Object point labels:
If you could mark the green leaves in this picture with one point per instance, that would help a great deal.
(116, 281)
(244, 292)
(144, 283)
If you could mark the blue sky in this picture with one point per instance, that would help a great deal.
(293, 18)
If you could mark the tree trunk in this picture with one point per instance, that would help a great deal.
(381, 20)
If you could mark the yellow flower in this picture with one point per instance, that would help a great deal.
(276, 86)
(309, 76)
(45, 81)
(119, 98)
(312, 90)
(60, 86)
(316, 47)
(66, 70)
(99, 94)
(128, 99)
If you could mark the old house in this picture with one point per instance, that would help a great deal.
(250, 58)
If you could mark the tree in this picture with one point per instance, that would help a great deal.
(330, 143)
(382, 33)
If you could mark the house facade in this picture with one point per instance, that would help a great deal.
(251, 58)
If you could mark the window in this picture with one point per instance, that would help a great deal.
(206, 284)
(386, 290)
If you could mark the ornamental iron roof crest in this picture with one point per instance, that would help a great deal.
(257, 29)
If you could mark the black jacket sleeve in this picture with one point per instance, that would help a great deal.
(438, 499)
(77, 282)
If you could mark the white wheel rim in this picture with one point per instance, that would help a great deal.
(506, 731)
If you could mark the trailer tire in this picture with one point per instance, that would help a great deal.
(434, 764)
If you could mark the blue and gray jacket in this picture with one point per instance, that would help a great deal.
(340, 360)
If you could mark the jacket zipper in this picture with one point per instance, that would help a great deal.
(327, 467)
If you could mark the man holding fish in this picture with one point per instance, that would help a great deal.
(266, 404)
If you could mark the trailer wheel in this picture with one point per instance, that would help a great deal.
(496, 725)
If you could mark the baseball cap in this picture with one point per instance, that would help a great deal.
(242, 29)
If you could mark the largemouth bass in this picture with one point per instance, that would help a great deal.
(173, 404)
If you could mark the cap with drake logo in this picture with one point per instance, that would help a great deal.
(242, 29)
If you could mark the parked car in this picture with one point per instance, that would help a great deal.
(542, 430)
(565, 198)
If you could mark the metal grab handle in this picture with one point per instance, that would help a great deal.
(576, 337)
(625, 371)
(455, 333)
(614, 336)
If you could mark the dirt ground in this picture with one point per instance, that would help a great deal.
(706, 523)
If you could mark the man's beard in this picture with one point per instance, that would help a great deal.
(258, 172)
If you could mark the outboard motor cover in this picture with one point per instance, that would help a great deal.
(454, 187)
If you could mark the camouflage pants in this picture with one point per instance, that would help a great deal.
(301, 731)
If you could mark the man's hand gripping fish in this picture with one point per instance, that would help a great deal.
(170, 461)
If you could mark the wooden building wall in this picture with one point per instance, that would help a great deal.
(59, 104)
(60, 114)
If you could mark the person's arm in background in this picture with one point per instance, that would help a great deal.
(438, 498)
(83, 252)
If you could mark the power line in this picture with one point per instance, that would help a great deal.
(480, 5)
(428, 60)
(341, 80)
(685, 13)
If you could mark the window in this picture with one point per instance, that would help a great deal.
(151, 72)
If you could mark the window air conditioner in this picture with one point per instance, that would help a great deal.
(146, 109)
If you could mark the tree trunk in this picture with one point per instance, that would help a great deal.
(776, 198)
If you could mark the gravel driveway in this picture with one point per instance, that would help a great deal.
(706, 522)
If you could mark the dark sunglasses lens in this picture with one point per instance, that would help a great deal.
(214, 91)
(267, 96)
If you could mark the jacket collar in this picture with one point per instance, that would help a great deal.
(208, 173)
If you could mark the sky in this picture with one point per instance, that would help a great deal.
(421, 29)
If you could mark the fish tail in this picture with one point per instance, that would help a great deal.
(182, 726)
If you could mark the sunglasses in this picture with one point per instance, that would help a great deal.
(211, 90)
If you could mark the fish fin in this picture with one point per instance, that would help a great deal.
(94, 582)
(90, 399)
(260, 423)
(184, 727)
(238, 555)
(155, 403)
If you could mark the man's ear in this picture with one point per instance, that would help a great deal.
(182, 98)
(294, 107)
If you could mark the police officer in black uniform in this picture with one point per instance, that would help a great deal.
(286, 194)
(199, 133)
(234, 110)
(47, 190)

• [SET TASK]:
Repeat all of the entries exactly.

• [COMPLETED EXERCISE]:
If you could mark the green leaves in this picture with one point per instance, that would help a great deal.
(116, 281)
(244, 292)
(144, 283)
If you could mark the blue sky in this picture with one point per instance, that would help a great deal.
(293, 18)
If you could mark the tree trunk in this picture with one point per instance, that would help a great deal.
(381, 20)
If you could mark the yellow flower in this picture with one point per instance, that would help a great deal.
(276, 86)
(309, 76)
(45, 81)
(119, 98)
(312, 90)
(60, 86)
(316, 47)
(66, 70)
(99, 94)
(128, 99)
If you could mark the old house in this picture with one point per instance, that would help a great deal.
(250, 58)
If you could mark the tree in this picture with one point per instance, that would help a great deal.
(330, 143)
(382, 33)
If you could mark the house facade in this picture with one point per instance, that would help a great deal.
(251, 58)
If you could mark the window in this picture with one point per instance, that would help a great deal.
(206, 284)
(386, 290)
If you could mark the ornamental iron roof crest in this picture with one point per instance, that would help a great deal.
(257, 29)
If you could mark the black jacket sleeve in this picture with one point per instance, that would help a great deal.
(438, 499)
(77, 282)
If you could mark the white wheel rim in this picture with one point per instance, that would help a great deal.
(506, 731)
If you could mark the trailer tire in this picture with one point per instance, that would help a great deal.
(434, 764)
If you could mark the blue and gray jacket in this picture with one point per instance, that would help a great deal.
(340, 360)
If you could mark the jacket zipper in this picture with one point per instance, that would help a great deal.
(327, 467)
If you could mark the man holding fish in this picture with one point per instance, that would help a great deal.
(266, 404)
If you could mark the trailer wheel in this picture with one point per instance, that would help a great deal.
(496, 725)
If you could mark the baseball cap in this picture with one point per instance, that would help a great deal.
(242, 29)
If you could mark the largemouth bass in this picture with one point per instance, that would help a great deal.
(173, 404)
If you could mark the cap with drake logo in this picture with one point per instance, that would help a great deal.
(242, 29)
If you could mark the parked car in this picture with one point per instance, that would help a great deal.
(542, 430)
(565, 198)
If you could mark the metal grab handle in this picture with one point per instance, that would help a great deal.
(576, 337)
(625, 371)
(455, 333)
(614, 336)
If you could mark the dirt ground in this picture with one point per instance, that would help a great deal.
(706, 523)
If you could mark the man's beard in this picture with one point per instance, that would help a great deal.
(258, 172)
If you could mark the outboard motor cover in this picture with one point per instance, that would help a great deal.
(454, 187)
If you could mark the camouflage pants in this picture with one point per instance, that would help a great deal.
(301, 731)
If you could mark the man's hand gripping fish in this picture with one point per instance, that would help a great deal.
(170, 461)
If you could mark the wooden building wall in this picture with one point per instance, that would help a great deal.
(59, 104)
(60, 114)
If you could mark the person's arm in background in this picture with one point per instance, that would help a great deal.
(438, 498)
(83, 252)
If you could mark the power line in this picture with one point per instance, that would help a great deal.
(480, 5)
(428, 60)
(341, 80)
(685, 13)
If you could mark the window in this picture with one point per instance, that would help a great deal.
(151, 72)
If you could mark the window air conditioner in this picture with one point per instance, that would help a great deal.
(146, 109)
If you could mark the tree trunk in this picture with one point per instance, that would help a great deal.
(776, 198)
If you could mark the gravel driveway in this picture with one point per instance, that would help a great deal.
(706, 522)
If you could mark the dark sunglasses lens in this picture with one point per instance, that would help a great deal.
(214, 91)
(267, 96)
If you could mark the jacket collar in this picture with one point per instance, that would help a great deal.
(208, 173)
If you could mark the sky in this picture with one point per instance, that would help a great deal.
(421, 29)
If you could mark the fish tail in this picture with one point per instance, that would help a great deal.
(182, 726)
If you could mark the sunglasses in this picture with one point per instance, that would help a great deal.
(211, 90)
If you could mark the fish fin in this picture with one point per instance, that would help a great deal.
(94, 582)
(90, 399)
(260, 423)
(184, 727)
(238, 555)
(155, 403)
If you could mark the man's ear in this picture with one point per instance, that would help a great deal.
(182, 98)
(294, 107)
If you could mark the police officer in black uniform in this picture with one point per instance, that would help a great deal.
(286, 194)
(199, 133)
(234, 110)
(47, 190)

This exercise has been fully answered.